Requirements: Reproduce verbatim the rows below, starting at the row that contains "ballast. Do not add anything beyond the points." and ending at the last row, with both of those rows included.

- - - - -

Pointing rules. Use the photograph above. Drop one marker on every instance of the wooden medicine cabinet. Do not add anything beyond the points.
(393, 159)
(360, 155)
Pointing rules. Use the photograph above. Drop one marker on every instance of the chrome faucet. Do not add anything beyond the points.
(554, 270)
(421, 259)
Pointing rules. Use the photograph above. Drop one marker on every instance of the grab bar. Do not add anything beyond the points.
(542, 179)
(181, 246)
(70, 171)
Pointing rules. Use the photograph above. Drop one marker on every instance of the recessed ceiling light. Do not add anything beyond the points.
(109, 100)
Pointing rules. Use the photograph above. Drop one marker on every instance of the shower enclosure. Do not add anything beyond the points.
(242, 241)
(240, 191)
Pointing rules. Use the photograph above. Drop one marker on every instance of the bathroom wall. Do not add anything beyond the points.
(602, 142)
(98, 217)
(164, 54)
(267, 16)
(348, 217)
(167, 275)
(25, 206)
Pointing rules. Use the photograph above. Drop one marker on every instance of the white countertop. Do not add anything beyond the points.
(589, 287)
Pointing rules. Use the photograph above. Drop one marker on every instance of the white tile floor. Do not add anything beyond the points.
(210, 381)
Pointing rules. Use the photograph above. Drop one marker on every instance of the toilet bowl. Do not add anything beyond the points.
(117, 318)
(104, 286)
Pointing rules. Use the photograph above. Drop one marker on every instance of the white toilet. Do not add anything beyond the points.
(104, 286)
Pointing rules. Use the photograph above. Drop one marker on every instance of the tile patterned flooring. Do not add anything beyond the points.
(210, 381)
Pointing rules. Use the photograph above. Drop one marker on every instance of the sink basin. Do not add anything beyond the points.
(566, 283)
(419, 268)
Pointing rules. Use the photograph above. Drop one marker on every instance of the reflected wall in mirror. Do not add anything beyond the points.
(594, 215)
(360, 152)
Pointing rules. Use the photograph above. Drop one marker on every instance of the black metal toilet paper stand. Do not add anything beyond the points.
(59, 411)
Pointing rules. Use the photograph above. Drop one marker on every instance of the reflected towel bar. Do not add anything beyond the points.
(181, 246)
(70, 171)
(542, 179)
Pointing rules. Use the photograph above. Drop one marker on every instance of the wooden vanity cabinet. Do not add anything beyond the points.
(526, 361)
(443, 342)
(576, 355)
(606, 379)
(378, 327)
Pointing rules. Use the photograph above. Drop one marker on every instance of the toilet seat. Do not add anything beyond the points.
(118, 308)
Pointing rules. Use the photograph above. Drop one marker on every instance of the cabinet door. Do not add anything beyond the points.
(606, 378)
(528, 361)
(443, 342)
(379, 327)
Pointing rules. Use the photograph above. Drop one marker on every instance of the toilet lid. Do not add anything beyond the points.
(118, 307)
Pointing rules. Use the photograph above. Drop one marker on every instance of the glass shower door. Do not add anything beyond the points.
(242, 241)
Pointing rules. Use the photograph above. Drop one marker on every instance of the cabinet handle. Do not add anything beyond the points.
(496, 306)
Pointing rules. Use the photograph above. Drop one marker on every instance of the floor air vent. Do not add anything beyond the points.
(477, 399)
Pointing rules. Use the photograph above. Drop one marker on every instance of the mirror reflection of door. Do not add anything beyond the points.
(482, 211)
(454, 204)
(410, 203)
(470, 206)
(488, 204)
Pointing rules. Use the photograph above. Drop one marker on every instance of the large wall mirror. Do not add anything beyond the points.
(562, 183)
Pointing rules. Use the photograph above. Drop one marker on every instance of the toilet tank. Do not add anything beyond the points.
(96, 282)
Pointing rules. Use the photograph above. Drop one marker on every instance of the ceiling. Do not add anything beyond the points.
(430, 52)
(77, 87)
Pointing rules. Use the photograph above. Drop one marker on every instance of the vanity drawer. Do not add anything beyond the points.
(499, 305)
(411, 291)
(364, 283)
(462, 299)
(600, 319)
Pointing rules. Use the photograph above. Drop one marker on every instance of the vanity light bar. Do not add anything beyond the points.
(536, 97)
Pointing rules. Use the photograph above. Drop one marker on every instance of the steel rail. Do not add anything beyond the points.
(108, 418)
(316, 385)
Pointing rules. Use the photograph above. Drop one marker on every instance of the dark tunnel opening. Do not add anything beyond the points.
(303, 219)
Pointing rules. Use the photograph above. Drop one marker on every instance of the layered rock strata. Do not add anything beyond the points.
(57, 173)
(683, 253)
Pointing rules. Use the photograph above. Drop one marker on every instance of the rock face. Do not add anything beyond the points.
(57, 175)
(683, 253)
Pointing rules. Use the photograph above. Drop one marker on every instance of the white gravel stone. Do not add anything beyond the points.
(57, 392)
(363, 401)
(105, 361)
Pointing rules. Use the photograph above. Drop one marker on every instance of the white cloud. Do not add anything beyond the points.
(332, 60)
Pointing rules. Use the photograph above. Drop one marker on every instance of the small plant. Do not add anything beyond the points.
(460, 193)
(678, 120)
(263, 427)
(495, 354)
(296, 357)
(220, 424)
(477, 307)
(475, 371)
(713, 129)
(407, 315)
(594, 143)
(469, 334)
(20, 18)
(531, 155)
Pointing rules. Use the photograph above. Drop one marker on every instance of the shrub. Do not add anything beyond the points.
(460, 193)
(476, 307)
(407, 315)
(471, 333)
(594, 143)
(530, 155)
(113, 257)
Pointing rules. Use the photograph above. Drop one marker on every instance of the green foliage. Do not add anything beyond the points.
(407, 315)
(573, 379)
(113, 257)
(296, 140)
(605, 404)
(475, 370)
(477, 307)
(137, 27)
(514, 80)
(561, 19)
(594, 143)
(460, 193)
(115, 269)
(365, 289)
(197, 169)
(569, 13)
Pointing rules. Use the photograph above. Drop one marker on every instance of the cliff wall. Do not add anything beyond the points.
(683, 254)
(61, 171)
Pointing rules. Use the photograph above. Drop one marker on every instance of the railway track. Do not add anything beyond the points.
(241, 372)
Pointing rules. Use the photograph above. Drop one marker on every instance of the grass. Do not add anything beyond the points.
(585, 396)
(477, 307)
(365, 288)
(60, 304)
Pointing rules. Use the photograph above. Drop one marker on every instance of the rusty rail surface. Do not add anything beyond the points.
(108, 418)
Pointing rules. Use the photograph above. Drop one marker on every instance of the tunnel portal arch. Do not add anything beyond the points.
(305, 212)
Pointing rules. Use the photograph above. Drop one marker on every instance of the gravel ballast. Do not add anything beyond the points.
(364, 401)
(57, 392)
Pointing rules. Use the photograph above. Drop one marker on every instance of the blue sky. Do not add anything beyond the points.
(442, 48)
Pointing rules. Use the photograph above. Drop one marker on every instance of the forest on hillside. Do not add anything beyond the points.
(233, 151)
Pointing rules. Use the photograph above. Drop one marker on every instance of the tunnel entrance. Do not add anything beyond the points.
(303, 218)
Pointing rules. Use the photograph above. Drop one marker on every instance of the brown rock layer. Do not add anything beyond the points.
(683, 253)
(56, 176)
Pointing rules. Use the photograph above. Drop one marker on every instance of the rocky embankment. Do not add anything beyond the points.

- - - - -

Exercise response:
Pointing rules. Use the photograph above. Drop one marker on every instance of the gravel ballast. Do not add anything beyond the points.
(364, 401)
(57, 392)
Pointing rules. Use the photograph above. Drop one marker on every instance of the blue sky. Do not add anything beyond the points.
(442, 48)
Pointing rules. Use the photograph above. Drop one marker on every instance of the forest on hillside. Do not add anything beyond the points.
(233, 151)
Pointing rules. Use the photograph above. Drop one marker on every instance of the tunnel entrance. Do not add anything beyond the points.
(303, 218)
Pointing rules. Use the photograph above. Drop one marker on every instance of the brown rock layer. Do not add anything beyond the points.
(683, 253)
(56, 176)
Pointing rules. Use the photograph above. Drop one marker on every instance of the rocky embankment. Do not add anything beyond the points.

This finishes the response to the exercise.